(Stored records)
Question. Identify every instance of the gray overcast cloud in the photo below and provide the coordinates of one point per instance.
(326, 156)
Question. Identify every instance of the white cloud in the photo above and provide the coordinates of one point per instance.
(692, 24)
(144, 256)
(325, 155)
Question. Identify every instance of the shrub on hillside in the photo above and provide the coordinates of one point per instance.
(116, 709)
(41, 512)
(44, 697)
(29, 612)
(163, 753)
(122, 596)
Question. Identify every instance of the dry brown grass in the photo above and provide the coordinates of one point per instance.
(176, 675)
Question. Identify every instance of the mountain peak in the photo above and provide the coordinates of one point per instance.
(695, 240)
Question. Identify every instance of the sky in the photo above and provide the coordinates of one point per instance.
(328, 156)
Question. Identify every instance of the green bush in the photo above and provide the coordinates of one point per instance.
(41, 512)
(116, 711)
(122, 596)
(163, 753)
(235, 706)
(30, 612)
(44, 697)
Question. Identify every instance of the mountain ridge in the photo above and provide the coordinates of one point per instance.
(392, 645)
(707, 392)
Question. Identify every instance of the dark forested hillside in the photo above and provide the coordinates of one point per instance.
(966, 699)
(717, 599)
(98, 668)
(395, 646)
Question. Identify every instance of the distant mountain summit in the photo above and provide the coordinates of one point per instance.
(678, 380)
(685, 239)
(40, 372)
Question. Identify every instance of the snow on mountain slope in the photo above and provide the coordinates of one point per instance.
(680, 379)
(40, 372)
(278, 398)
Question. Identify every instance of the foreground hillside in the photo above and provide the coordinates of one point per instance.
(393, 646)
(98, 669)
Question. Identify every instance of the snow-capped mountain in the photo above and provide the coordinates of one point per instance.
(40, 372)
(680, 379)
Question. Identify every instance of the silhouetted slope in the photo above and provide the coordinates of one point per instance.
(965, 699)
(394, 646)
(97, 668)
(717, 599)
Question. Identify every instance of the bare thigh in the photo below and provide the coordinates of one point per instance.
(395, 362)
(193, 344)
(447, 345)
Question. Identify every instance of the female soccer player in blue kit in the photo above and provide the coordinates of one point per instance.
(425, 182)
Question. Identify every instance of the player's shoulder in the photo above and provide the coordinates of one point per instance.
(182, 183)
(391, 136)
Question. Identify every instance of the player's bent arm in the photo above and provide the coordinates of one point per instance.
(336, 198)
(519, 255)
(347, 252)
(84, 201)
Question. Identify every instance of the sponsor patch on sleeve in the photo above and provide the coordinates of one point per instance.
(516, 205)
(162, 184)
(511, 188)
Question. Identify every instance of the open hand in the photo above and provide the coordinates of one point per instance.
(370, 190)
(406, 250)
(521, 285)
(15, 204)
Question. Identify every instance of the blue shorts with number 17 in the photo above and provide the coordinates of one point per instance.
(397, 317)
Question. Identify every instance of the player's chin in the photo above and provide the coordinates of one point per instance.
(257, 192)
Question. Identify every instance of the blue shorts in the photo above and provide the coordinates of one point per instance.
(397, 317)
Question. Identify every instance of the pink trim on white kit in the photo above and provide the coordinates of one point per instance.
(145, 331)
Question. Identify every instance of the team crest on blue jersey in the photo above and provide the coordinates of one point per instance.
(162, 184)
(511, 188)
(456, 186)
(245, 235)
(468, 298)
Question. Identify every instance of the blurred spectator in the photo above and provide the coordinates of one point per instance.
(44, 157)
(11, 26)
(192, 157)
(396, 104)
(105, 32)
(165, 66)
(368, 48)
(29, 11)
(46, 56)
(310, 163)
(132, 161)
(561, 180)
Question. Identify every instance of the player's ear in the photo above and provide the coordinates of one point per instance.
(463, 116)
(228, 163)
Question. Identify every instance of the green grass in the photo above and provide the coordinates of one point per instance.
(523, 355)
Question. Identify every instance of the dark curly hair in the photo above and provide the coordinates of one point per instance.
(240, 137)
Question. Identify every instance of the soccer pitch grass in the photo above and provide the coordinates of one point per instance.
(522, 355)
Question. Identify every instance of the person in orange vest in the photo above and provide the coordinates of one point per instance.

### TO DO
Write the material out again word for word.

### ANSWER FOR THE TASK
Question. Identify every instance of the gray overcast cloud in the photo below and provide the coordinates of one point per instance.
(326, 156)
Question. Identify every instance of the white cloud in the photo above and provide the coordinates of one point per instance.
(692, 24)
(144, 256)
(325, 155)
Question. Identify every instance of the shrub on hillside in the photo above and provide the coordinates of one point per instance.
(116, 709)
(41, 512)
(44, 697)
(29, 612)
(163, 753)
(122, 596)
Question. Identify every instance of the dry brown grass in the photo above and provide the coordinates of one point per instance.
(176, 675)
Question. Identify every instance of the mountain peak in the photo above and provide the coordinates of one point per instance.
(695, 240)
Question. Identify every instance of the sky in the photo above and provide the coordinates of one point per instance.
(328, 156)
Question. Identify every instance of the green bush in the photo above and provide the coordinates of one point per instance.
(41, 512)
(116, 711)
(122, 596)
(163, 753)
(235, 706)
(30, 612)
(44, 697)
Question. Identify every instance of the mountain ridge in the photo above and provide the coordinates of one point per instance.
(392, 645)
(707, 392)
Question. Identify every instance of the dark forested hillside in the photo above and provide the coordinates of one point per instance.
(966, 699)
(717, 599)
(98, 668)
(395, 646)
Question. Identify every instance of the distant mountain summit in the photo above and provide the coordinates of one point per instance.
(678, 380)
(685, 239)
(40, 372)
Question. Identify every instance of the snow on mountain slope in the photo above and provide the coordinates of one point per instance.
(680, 379)
(40, 372)
(278, 398)
Question. Identify every instance of the foreground hillside in the photo above and provide the coordinates of one point per instance.
(393, 646)
(98, 669)
Question. Identify every instance of the snow-capped mountain in the photo above and provide the coordinates of one point per instance.
(40, 372)
(680, 379)
Question. Identify every instance of the silhouetted slope in the photo above and provide the coordinates of one point per instance.
(965, 699)
(394, 646)
(97, 668)
(717, 599)
Question. Identify every instance of the bare thigh in the photo below and provide the coordinates of one point per instance.
(395, 362)
(193, 344)
(447, 345)
Question. Identify every instance of the female soccer player in blue kit in the photo above and provide the coordinates of one point per instance.
(425, 182)
Question. Identify every instance of the player's shoulder in the photo above and provide the coordinates of one point per instance.
(182, 183)
(391, 136)
Question. Identify every instance of the player's bent arm in the photo above and provide the coordinates of one point per instance.
(336, 198)
(519, 255)
(347, 252)
(84, 201)
Question. Identify every instance of the sponsor patch on sleeve in the photo above and provide the coordinates of one point per instance.
(516, 205)
(162, 184)
(511, 188)
Question. Identify every instance of the open hand in the photo above and provide the coordinates of one point per instance.
(370, 190)
(406, 250)
(521, 285)
(15, 204)
Question. Identify every instance of the blue shorts with number 17 in the photo above and provide the coordinates of one point per instance.
(397, 317)
Question. Identify every instance of the player's chin in the photo above and provide the coordinates of one point per instance.
(257, 192)
Question. Identify every instance of the blue shorts in the photo above and provide the coordinates of one point per instance.
(397, 317)
Question. Identify every instance of the pink trim on white kit in the photo above and provide the coordinates of one point per instance.
(145, 331)
Question. Identify every instance of the team crest on blue jersey in the photo above and provide the coordinates of one point per instance.
(162, 184)
(511, 188)
(456, 186)
(245, 235)
(468, 298)
Question. Identify every instance of the blurred spectator in the photo above and provide the coordinates of one point per instance.
(44, 157)
(11, 26)
(192, 157)
(396, 104)
(105, 32)
(165, 66)
(368, 48)
(29, 11)
(46, 56)
(310, 163)
(132, 161)
(561, 180)
Question. Identify every instance of the player's ear in the photo above and provide the coordinates of one point per instance.
(463, 116)
(228, 163)
Question. Identify every instance of the green grass in the photo above and provide the coordinates of one point per instance.
(523, 355)
Question. Identify every instance of the dark curly hair in the photo above and provide the coordinates of one point per instance.
(240, 137)
Question. Identify every instance of the soccer pitch grass in the photo above and provide the coordinates of one point per instance.
(522, 355)
Question. Identify every instance of the person in orange vest in the photo above and provide the coordinates of one point per instance.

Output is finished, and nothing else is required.